━━━ Given records ━━━
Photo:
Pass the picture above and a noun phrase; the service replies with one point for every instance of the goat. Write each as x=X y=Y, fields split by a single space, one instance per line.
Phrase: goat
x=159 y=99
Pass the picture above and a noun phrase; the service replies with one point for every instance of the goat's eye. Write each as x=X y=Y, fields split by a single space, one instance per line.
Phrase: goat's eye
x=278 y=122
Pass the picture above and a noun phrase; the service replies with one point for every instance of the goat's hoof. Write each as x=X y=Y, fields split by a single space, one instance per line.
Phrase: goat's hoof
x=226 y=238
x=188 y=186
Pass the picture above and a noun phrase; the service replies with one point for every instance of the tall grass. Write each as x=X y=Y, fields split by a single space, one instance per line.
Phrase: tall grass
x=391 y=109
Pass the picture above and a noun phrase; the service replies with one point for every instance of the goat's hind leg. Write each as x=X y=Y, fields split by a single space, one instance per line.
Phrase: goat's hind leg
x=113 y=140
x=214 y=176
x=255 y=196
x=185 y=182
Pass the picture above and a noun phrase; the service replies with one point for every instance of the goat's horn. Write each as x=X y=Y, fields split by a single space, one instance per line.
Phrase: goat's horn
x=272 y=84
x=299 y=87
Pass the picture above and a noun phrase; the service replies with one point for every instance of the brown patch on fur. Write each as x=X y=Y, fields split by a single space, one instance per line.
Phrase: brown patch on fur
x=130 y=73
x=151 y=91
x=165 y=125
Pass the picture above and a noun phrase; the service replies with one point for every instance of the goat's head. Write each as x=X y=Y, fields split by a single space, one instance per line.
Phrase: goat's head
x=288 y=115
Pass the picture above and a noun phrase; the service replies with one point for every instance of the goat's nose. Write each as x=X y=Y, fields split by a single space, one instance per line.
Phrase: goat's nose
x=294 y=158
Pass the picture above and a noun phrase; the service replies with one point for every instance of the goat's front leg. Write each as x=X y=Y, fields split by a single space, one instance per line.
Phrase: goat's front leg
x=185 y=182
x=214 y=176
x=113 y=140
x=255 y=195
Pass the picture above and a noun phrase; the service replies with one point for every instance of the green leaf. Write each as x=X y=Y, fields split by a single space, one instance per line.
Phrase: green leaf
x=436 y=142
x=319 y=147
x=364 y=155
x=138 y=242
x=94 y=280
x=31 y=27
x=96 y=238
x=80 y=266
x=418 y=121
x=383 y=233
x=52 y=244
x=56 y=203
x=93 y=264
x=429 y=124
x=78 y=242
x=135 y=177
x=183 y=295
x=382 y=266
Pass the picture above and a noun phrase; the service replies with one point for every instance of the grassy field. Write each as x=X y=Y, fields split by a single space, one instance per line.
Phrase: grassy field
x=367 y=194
━━━
Action item | Please output exactly the lines from the one containing "of the green" through the end of the records, both included.

Worked solution |
Pass the picture above and a noun phrase; the service replies with one point for every instance of the green leaf. Write each as x=X y=Y, fields split by a single space, one instance per line.
Phrase: green leaf
x=436 y=142
x=319 y=147
x=364 y=155
x=138 y=242
x=94 y=280
x=31 y=27
x=96 y=238
x=80 y=266
x=418 y=121
x=383 y=233
x=52 y=244
x=56 y=203
x=93 y=264
x=429 y=124
x=78 y=242
x=135 y=177
x=183 y=295
x=382 y=266
Pass the picture above and a noun phrase; the service replies with one point for every instance of the grassy field. Write each as x=X y=Y, fields split by a single space, one instance per line.
Phrase: grassy field
x=367 y=194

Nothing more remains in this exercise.